• _Exercise description_
The output should be limited to the line holding "Guideline: for every instance of the white baseboard" and the lines after it through the end of the entries, each restated exactly.

• _The input_

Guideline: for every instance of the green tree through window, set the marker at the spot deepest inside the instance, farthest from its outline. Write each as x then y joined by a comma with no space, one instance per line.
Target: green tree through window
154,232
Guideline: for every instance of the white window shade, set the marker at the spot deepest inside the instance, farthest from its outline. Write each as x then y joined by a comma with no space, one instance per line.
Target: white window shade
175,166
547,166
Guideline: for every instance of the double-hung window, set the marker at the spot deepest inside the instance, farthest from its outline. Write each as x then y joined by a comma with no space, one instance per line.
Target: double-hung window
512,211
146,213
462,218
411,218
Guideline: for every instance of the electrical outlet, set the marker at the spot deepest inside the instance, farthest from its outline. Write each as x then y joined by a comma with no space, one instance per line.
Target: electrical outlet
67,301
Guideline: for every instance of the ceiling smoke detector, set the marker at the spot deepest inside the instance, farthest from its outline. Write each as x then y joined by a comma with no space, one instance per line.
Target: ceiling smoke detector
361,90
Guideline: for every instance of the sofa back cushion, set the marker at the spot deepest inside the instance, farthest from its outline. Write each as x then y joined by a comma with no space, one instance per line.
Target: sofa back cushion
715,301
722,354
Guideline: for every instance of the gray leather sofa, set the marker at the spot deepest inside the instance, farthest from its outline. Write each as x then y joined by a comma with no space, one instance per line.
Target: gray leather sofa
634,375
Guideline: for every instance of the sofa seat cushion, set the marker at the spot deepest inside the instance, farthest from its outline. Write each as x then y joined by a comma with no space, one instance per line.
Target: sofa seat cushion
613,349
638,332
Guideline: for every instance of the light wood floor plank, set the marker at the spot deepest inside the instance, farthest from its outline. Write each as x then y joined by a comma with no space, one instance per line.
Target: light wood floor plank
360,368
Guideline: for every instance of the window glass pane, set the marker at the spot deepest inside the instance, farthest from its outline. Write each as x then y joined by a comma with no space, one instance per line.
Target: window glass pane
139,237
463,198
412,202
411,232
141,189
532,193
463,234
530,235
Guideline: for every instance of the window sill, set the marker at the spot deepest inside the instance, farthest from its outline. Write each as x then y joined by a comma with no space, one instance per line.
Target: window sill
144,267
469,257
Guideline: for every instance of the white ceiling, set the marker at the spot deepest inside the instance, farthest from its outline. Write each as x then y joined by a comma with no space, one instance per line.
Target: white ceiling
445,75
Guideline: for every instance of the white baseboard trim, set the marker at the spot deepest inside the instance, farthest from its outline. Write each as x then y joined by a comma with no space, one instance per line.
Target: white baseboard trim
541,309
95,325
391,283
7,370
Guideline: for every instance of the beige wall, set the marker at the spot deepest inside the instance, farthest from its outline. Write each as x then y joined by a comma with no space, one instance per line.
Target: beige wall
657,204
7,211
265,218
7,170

• _Result for this task_
Guideline: for every instance of the white baseboard trim, set the marker at the spot deepest inside the instance, farthest from its outline. Write each as x then y joined by a comma with no space, one instance per line.
Target: white baseboard trim
541,309
95,325
391,283
7,370
Guideline: for every instance of the beige wall, set the marker at the spot deepest inside the instance, farthest from its outline. Write each as x then y joined by a comma with no space, one instance per line.
Target: beige wall
657,204
7,211
265,218
7,170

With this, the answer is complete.